Verilen Problem A. Okuma parçasına göre Küreselleşme karşıtı tepkiler Britanya'ya hangi gelişmeyle ulaştı?
Verilen Problem B. Okuma parçasını iki cümleyle özetleyin.
Verilen Problem C. Okuma parçasının "Bu durum, dünya" ifadesinden "süreç haline geldi." ifadesine kadar olan bölümünü hiç değiştirmeden yazdırın.

── Okuma Parçası ──

Bu düzen, özellikle de, ABD’nin değişen dünyada liderliğini sürdürebilmek amacıyla başlattığı Ortadoğu savaşıyla her yere yayılan terör ve mülteci sorunları, bütün dünyayı tedirgin etti.
Bu durum, dünya halklarının, gözden geçirilmiş yeni liberalizmin ürettiği, gözden geçirilmiş yeni Küresel emperyalizmin, yani “Neoliberal Neoemperyalizmin” savunucuları olan iktidarlara karşı tepkiler oluşturmasına yol açtı:
Ekonomik sorunların, terör, güvenlik, sömürü ve adalet sorunlarıyla bütünleştiği bu tepkilerin kanalize olduğu ideolojiler ise zaten sürekli pompalanmakta olan “mikromilliyetçi” ve “mikrodinci” çizgiler oldu.
***
Önce Ortadoğu’da ve Avrupa’da kendini gösteren bu Anti Küresel tepkiler, sonunda Kıta Avrupası’nı da aşarak Brexit ile Britanya’ya ve en sonunda da Atlantik ötesine, Trump ile ABD’ye ulaştı.
Böylece Küreselleşme kendi yarattığı çelişkiler içinde çırpınan bir süreç haline geldi.
Küreselleşme sürecini başlatan ve bu süreçten en büyük yararı sağlayan ülke olarak ABD’nin, Küreselleşme karşıtı tepkilere hedef olması doğal ve olağandı…
Ama aynı Amerika’nın Trump’ı seçerek, “mikrodinci” ve “mikromilliyetçi” ideolojik çizgilerde “korumacı bir ekonomiye” dönüş işaretleri vermesi…
Sonuç olarak, kendi başlattığı ve en büyük yararı sağladığı bu Küreselleşme sürecinin doğurduğu “karşı tepkilere”, kendi iç politikasında teslim olması tam bir çelişkiyi yansıtmaktadır.
Trump’ın iç ve dış politikada ne yapacağının pek kestirilememesinin önemli nedenlerinden biri, söylemlerindeki aşırılık kadar bu nesnel çelişkidir.
===========================
Dostlar,

KüreselleşTİRme = Yeni emperyalizm ilginç bir tarihsel aşamaya erişti.
Özellikle son çeyrek yüzyılda neredeyse tüm dünyada derin altüst oluşlara neden oldu.
Demokrasi, barış, eşitlik, gönenç vb. değil tam tersine

– savaş ve kan
– ölüm ve gözyaşı
– ülke ve halkların bölünüp parçalanması
– demokrasi değil otoriter-totaliter rejimler
– insan hakları değil eşitsizliklerin derinleşmesi
– ekonomik gönenç değil yoksulluğun küreselleşmesi………

gibi çok ağır tersinir sonuçlar doğurdu.

───
── Verilen Liste ──

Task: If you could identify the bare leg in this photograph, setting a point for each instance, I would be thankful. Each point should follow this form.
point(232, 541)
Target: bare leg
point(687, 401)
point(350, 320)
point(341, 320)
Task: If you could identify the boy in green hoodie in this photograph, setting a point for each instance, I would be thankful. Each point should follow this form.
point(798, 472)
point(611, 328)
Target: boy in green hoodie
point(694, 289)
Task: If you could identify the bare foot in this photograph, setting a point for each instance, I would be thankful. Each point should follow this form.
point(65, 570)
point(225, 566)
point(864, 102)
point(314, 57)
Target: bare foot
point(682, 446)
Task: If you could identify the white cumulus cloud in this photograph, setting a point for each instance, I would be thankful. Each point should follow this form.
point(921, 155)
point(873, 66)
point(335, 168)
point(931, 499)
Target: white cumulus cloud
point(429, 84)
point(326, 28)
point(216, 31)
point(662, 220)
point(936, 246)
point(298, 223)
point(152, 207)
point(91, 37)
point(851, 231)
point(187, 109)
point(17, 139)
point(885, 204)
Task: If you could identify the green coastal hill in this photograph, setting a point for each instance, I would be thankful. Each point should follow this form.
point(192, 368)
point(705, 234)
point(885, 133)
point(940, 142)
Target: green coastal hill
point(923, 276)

───

Problemin Çözümü A. Brexit ile ulaştı.

Problemin Çözümü B. ABD'nin başlattığı Ortadoğu savaşıyla yayılan terör ve mülteci sorunları, dünya halklarının "Neoliberal Neoemperyalizmin" savunucusu olan iktidarlara karşı tepkiler oluşturmasına yol açtı; "mikromilliyetçi" ve "mikrodinci" çizgilere kanalize olan bu tepkiler, Brexit ile Britanya'ya, Trump ile de ABD'ye ulaştı. Küreselleşmeyi başlatan ve ondan en büyük yararı sağlayan ABD'nin Trump'ı seçerek "korumacı bir ekonomiye" dönüş işaretleri vermesi bir çelişkidir; bu süreç savaş, yoksulluk ve eşitsizliklerin derinleşmesi gibi ağır sonuçlar doğurmuştur.

Problemin Çözümü C.
Bu durum, dünya halklarının, gözden geçirilmiş yeni liberalizmin ürettiği, gözden geçirilmiş yeni Küresel emperyalizmin, yani “Neoliberal Neoemperyalizmin” savunucuları olan iktidarlara karşı tepkiler oluşturmasına yol açtı:
Ekonomik sorunların, terör, güvenlik, sömürü ve adalet sorunlarıyla bütünleştiği bu tepkilerin kanalize olduğu ideolojiler ise zaten sürekli pompalanmakta olan “mikromilliyetçi” ve “mikrodinci” çizgiler oldu.
***
Önce Ortadoğu’da ve Avrupa’da kendini gösteren bu Anti Küresel tepkiler, sonunda Kıta Avrupası’nı da aşarak Brexit ile Britanya’ya ve en sonunda da Atlantik ötesine, Trump ile ABD’ye ulaştı.
Böylece Küreselleşme kendi yarattığı çelişkiler içinde çırpınan bir süreç haline geldi.